EXERCISE DESCRIPTION: Below are the records. State how many of their lines contain "person", with nothing else.

Recorded data:
····················
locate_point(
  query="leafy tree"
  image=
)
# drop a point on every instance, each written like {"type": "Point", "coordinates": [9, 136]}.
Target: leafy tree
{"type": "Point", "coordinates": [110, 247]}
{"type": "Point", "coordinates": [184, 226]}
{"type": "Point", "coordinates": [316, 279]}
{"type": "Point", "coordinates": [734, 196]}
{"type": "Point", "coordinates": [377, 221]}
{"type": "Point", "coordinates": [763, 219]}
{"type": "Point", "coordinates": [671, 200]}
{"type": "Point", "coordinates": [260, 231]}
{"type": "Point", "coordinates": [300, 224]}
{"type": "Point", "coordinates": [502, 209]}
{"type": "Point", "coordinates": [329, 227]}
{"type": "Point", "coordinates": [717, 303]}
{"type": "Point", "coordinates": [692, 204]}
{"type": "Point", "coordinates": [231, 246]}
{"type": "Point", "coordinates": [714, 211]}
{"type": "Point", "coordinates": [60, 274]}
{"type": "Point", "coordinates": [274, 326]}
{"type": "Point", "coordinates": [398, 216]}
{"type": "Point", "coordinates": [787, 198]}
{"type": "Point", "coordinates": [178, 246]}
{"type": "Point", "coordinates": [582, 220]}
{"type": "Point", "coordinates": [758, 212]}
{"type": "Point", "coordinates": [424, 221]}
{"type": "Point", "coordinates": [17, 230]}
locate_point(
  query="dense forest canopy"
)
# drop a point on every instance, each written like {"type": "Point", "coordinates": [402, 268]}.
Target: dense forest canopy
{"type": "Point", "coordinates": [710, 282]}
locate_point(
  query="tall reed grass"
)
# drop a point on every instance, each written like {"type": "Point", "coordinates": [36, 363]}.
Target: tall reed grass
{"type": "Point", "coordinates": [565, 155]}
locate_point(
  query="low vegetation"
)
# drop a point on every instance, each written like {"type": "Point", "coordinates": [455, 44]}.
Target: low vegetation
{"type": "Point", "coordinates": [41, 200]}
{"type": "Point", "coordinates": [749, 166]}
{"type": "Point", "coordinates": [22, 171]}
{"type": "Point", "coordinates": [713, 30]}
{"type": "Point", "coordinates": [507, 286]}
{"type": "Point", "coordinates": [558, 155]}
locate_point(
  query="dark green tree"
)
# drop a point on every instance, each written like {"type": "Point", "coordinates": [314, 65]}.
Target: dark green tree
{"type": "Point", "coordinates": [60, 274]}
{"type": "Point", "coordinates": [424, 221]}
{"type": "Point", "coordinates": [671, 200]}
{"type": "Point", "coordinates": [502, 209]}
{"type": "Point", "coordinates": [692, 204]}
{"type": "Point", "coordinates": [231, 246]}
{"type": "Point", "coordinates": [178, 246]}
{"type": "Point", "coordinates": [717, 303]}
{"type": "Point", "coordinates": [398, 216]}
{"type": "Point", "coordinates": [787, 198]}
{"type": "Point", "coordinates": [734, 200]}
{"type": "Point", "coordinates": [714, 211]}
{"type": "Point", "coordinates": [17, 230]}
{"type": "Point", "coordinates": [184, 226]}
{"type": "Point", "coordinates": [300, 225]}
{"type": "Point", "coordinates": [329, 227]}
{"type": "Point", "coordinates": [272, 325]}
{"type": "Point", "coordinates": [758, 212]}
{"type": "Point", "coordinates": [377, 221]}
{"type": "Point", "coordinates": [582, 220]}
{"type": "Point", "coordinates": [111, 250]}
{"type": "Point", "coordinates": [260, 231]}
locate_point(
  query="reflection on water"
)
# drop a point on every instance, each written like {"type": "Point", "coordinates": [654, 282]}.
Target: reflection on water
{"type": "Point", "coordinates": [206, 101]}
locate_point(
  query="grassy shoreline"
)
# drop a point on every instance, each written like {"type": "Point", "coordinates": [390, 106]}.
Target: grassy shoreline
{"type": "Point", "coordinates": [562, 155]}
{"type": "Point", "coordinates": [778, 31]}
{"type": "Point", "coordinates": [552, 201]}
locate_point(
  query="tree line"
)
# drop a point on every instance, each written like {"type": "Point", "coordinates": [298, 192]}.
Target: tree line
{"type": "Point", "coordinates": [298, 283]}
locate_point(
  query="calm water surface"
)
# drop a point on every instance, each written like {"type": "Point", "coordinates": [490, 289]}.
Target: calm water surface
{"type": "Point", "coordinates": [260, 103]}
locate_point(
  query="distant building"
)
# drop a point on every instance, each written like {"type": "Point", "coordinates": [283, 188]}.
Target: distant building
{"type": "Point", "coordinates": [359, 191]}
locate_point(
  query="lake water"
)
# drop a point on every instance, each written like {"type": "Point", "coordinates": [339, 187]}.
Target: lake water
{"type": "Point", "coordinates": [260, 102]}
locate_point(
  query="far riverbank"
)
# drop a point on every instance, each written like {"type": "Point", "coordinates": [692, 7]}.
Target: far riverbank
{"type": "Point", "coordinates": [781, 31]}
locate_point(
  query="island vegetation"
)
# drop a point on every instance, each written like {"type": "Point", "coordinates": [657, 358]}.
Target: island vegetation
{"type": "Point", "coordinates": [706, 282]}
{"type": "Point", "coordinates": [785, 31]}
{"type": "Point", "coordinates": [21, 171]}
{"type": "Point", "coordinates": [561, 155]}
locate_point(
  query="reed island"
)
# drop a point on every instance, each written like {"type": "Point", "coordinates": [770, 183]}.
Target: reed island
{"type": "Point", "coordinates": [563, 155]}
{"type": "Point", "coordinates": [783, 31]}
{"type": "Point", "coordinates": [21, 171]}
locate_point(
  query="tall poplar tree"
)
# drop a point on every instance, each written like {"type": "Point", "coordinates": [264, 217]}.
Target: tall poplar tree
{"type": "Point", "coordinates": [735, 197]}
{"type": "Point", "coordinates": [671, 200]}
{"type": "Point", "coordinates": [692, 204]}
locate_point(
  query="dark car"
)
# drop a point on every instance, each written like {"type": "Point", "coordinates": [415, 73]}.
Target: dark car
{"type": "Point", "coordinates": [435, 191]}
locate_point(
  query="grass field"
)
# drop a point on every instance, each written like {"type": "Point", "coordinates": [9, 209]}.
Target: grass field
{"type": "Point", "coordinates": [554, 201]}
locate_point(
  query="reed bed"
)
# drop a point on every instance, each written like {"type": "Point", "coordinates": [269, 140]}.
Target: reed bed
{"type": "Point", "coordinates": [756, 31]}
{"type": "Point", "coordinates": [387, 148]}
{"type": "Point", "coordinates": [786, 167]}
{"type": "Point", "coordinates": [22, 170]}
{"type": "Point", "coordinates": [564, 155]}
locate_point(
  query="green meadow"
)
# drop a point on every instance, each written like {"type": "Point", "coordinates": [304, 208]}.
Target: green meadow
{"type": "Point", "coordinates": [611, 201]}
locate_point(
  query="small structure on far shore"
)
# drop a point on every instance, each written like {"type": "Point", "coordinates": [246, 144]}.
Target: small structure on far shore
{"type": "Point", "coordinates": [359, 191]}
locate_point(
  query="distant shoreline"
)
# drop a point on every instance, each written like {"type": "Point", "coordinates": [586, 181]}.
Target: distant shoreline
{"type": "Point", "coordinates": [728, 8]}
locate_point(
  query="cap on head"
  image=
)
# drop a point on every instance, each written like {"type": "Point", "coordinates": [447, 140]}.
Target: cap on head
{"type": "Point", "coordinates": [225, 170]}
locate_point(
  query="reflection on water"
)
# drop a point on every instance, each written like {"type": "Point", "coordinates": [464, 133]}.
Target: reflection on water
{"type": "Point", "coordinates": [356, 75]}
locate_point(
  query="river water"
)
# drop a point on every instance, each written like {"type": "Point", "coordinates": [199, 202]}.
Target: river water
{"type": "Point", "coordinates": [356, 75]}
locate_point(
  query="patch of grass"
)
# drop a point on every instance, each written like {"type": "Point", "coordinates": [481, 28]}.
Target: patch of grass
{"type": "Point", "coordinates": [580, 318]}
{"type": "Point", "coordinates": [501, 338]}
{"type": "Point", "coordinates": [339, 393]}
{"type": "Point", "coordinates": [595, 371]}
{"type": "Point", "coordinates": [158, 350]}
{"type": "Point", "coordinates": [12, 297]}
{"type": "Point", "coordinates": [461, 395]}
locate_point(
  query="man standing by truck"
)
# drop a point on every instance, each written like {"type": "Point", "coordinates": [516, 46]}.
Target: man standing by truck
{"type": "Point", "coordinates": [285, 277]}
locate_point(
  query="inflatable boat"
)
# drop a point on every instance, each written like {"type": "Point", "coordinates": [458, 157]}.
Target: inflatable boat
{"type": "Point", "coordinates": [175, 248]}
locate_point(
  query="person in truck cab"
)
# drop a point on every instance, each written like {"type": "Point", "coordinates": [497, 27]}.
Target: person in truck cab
····················
RESPONSE TO THIS TASK: 2